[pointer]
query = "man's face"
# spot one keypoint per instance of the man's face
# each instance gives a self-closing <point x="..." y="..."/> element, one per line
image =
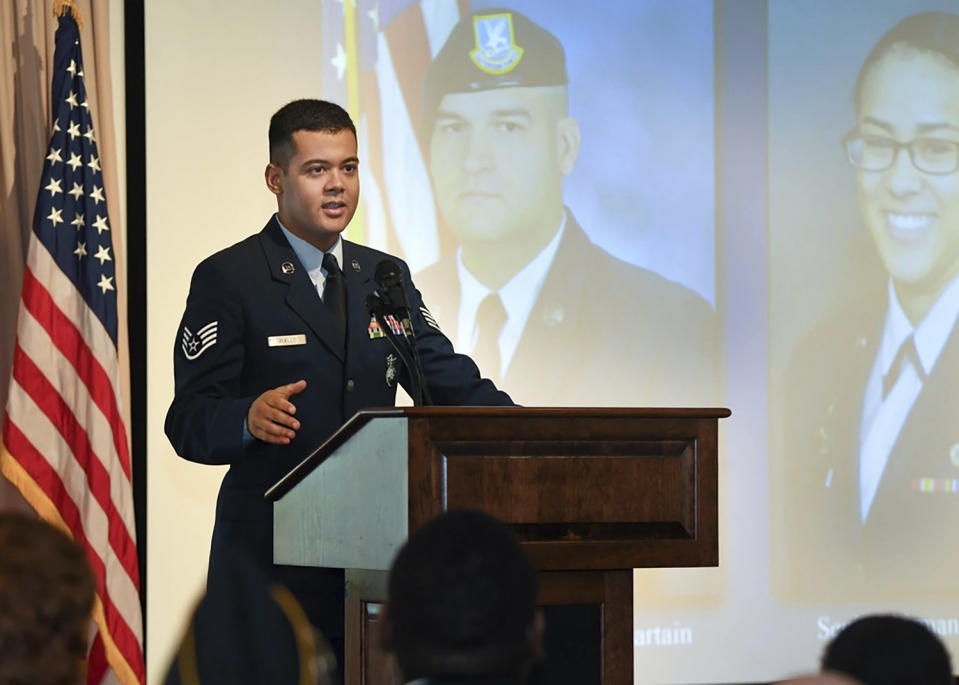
|---|
Copy every line of the item above word for word, but leave out the picture.

[pointer]
query = "man's face"
# spot one keypoint per instance of the man's face
# each instance gives a self-closing <point x="..." y="..."/> element, one per line
image =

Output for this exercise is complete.